▶ _作業の目標 a_:
以下の行から文字列「comma」を含むものをすべて選び出し、それぞれ一字も変えずに書き写してください。

▶ _選択した文章_:
──────────────────────────────
足腰守護の神仏として信仰を集める
標高640mの山岳寺院
日本一の鉄わらじがシンボル
子の権現天龍寺(ねのごんげんてんりゅうじ)は飯能市にある天台宗の寺院で、武蔵野三十三観音霊場32番札所でもある。正丸峠、伊豆ヶ岳から東へ続く山並みの標高640mの山頂にあり、登山で訪れる人も多い。寺院であるのに、入口には鳥居、本堂には狛犬があり、神仏習合の色合いが強い。その歴史は古く、平安時代の延喜11年、子ノ聖が十一面観音を祀ったのが子ノ権現の始まりとされる。
子ノ聖は昇天の時に、「我、化縁につきぬれば寂光の本土に帰るべし。然れども、この山に跡を垂れて永く衆生を守らん。我登山の折、魔火のため腰と足を傷め悩めることあり。故に腰より下を病める者、一心に祈らば、その験を得せしめん」と誓いをたてたことから、以来、足腰守護の神仏として信仰されている。本尊へ履物を奉納し、各自の願をかける慣しがあり、境内にある重さ2トンある日本一の鉄わらじは、その信仰のシンボル。足腰が悪い人をはじめ、相撲力士、スポーツ選手等がお参りを行う。近年では、自動車や自転車・バイクの無事故交通安全を祈願する者も多い。
──────────────────────────────
▶ _表示中の行_:

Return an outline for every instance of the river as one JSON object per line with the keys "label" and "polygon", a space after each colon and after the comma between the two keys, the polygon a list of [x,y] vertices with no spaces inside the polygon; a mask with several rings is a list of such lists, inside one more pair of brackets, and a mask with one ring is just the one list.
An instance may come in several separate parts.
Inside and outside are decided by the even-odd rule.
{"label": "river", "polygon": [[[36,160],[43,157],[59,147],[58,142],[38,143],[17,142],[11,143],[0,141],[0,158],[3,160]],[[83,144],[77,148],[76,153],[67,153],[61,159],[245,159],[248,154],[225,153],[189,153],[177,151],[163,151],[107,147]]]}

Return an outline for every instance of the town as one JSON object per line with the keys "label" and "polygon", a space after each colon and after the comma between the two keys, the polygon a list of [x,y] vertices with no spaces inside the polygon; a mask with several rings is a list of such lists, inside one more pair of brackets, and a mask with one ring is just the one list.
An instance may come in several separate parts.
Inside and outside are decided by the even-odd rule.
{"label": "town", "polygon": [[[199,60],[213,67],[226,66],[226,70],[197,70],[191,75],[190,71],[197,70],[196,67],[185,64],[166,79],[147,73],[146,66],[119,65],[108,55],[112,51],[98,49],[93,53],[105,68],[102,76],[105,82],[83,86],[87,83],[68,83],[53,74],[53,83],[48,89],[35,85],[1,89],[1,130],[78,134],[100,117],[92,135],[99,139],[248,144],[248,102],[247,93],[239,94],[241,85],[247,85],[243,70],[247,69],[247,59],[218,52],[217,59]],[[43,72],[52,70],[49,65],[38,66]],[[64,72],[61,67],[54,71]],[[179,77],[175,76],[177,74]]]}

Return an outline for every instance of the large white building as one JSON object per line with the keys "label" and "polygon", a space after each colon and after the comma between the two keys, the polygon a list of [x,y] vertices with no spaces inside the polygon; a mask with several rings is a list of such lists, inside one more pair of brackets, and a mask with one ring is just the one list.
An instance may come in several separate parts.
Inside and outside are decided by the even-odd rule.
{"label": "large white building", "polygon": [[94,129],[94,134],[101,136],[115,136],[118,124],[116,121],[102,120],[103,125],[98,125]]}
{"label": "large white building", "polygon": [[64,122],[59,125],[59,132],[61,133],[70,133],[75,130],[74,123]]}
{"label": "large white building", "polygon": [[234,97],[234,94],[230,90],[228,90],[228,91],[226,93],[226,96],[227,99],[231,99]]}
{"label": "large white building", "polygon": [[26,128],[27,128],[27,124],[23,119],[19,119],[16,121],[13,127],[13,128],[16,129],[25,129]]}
──────────────────────────────
▶ _作業の目標 b_:
子の権現天龍寺に関する文章のうち、「子ノ聖は昇天の時に、「我、化」から「交通安全を祈願する者も多い。」までの部分を、両端を含めて一字も変えずに再掲してください。

▶ _回答全文 a_:
Return an outline for every instance of the river as one JSON object per line with the keys "label" and "polygon", a space after each colon and after the comma between the two keys, the polygon a list of [x,y] vertices with no spaces inside the polygon; a mask with several rings is a list of such lists, inside one more pair of brackets, and a mask with one ring is just the one list.
Return an outline for every instance of the town as one JSON object per line with the keys "label" and "polygon", a space after each colon and after the comma between the two keys, the polygon a list of [x,y] vertices with no spaces inside the polygon; a mask with several rings is a list of such lists, inside one more pair of brackets, and a mask with one ring is just the one list.
Return an outline for every instance of the large white building as one JSON object per line with the keys "label" and "polygon", a space after each colon and after the comma between the two keys, the polygon a list of [x,y] vertices with no spaces inside the polygon; a mask with several rings is a list of such lists, inside one more pair of brackets, and a mask with one ring is just the one list.

▶ _回答全文 b_:
子ノ聖は昇天の時に、「我、化縁につきぬれば寂光の本土に帰るべし。然れども、この山に跡を垂れて永く衆生を守らん。我登山の折、魔火のため腰と足を傷め悩めることあり。故に腰より下を病める者、一心に祈らば、その験を得せしめん」と誓いをたてたことから、以来、足腰守護の神仏として信仰されている。本尊へ履物を奉納し、各自の願をかける慣しがあり、境内にある重さ2トンある日本一の鉄わらじは、その信仰のシンボル。足腰が悪い人をはじめ、相撲力士、スポーツ選手等がお参りを行う。近年では、自動車や自転車・バイクの無事故交通安全を祈願する者も多い。